In the forum thread below, condense the paragraph beginning "Scott, the following is a transcript" into a short bulleted list that keeps its main facts.
---------- TEXT PROVIDED
Scott, I think the only reason Jonathan posted the video at # 4 (subsequently removed b/c of Second Commandment violations) was because it had video of the segment b/t Schuller and Graham where the universalist nonsense is spouted (instead of posting a transcript).


----------



## Arch2k

Billy Graham's heresy has been well documented. Here is the Wild Boar News Podcast on Billy's heresy from our own Matthew McMahon:

http://www.apuritansmind.com/podcast/WBNP8.mp3


----------



## DMcFadden

> My caution would be we not be ready to receive assertions without good basis and without proper context. The ninth commandment requires this. We want to be treated the same by others.
> 
> I would caution against automatically receiving assertions in an unsourced You Tube documentary (post#4). (Not saying some of the assertions are not true) It is done in a somewhat mocking manner and with an obvious agenda to discredit. None of us would want to be appraised in this manner... even if we wrong on some things.




Scott, the following is a transcript of the exchange between Dr. Schuller and Dr. Graham broadcast on May 31, 1997. The man who put out the transcript was one of my former residents (he went to be with the Lord yesterday morning), cited 11x in Grudem's theology, and a Cal Tech PhD. I vouch for his honorableness and truthfulness.



> Billy Graham Believes Catholic Doctrine of Salvation Without Bible, Gospel, or Name of Christ
> 
> by Robert E. Kofahl, Ph.D
> 
> Television interview of Billy Graham by Robert Schuller. Part 1, an approximately 7-minute-long broadcast in Southern California on Saturday, May 31, 1997. The following is an exact transcript* of an excerpt close to the end of this broadcast.
> Schuller: Tell me, what do you think is the future of Christianity?
> 
> Graham: Well, Christianity and being a true believer--you know, I think there's the Body of Christ. This comes from all the Christian groups around the world, outside the Christian groups. I think everybody that loves Christ, or knows Christ, whether they're conscious of it or not, they're members of the Body of Christ. And I don't think that we're going to see a great sweeping revival, that will turn the whole world to Christ at any time. I think James answered that, the Apostle James in the first council in Jerusalem, when he said that God's purpose for this age is to call out a people for His name. And that's what God is doing today, He's calling people out of the world for His name, whether they come from the Muslim world, or the Buddhist world, or the Christian world or the non-believing world, they are members of the Body of Christ because they've been called by God. They may not even know the name of Jesus but they know in their hearts that they need something that they don't have, and they turn to the only light that they have, and I think that they are saved, and that they're going to be with us in heaven.
> 
> Schuller: What, what I hear you saying that it's possible for Jesus Christ to come into human hearts and soul and life, even if they've been born in darkness and have never had exposure to the Bible. Is that a correct interpretation of what you're saying?
> 
> Graham: Yes, it is, because I believe that. I've met people in various parts of the world in tribal situations, that they have never seen a Bible or heard about a Bible, and never heard of Jesus, but they've believed in their hearts that there was a God, and they've tried to live a life that was quite apart from the surrounding community in which they lived.
--------------------
---------- EXCERPTED DATA
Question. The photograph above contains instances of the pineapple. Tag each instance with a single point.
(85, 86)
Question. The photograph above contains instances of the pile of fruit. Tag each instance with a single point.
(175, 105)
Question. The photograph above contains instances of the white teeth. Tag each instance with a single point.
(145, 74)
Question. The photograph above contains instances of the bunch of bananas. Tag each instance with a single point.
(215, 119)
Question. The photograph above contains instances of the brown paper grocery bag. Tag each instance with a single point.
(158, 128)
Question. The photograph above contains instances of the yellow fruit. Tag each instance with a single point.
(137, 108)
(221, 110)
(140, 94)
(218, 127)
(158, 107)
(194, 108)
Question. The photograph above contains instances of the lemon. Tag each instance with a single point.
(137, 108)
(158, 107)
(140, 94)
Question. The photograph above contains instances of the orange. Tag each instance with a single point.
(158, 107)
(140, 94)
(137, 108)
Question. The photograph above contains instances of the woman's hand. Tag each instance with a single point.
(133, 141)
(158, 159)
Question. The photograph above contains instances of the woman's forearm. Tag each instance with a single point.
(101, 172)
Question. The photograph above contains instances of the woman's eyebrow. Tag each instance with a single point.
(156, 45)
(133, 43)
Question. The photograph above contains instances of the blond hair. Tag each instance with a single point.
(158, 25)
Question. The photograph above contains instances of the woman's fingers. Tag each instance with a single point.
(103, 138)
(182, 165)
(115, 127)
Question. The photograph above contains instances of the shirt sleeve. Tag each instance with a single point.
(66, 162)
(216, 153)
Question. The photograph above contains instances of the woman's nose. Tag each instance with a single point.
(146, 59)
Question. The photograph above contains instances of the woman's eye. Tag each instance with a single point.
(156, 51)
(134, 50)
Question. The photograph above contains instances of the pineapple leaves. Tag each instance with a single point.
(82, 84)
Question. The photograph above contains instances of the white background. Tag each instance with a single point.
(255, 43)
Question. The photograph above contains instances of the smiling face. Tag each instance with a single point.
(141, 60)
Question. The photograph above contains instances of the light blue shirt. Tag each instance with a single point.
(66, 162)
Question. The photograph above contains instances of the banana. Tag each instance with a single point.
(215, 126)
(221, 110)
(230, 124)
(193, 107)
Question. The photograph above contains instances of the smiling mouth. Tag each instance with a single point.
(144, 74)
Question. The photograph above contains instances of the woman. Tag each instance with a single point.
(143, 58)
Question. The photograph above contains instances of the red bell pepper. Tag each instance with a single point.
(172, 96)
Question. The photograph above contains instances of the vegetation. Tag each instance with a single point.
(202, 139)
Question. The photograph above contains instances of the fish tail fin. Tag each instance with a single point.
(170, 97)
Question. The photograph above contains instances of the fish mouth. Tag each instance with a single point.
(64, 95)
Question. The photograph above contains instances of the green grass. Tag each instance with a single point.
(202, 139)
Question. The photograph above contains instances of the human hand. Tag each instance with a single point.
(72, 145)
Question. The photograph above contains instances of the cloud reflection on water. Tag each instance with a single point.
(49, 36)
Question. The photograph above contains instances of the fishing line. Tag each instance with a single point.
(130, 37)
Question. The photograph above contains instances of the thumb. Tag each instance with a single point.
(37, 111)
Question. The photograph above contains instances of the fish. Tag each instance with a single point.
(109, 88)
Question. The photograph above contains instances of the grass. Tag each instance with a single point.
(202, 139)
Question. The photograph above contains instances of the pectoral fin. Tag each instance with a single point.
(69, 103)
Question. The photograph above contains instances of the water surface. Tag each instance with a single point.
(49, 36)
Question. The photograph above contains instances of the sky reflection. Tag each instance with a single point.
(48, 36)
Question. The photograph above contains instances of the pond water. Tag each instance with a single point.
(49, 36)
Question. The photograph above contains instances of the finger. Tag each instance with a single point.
--------------------
**EXERCISE OUTPUT**
- The transcript covers an exchange between Dr. Schuller and Dr. Graham broadcast on May 31, 1997.
- The man who put out the transcript was one of the poster's former residents, and he went to be with the Lord yesterday morning.
- He was cited 11 times in Grudem's theology and held a Cal Tech PhD.
- The poster vouches for his honorableness and truthfulness.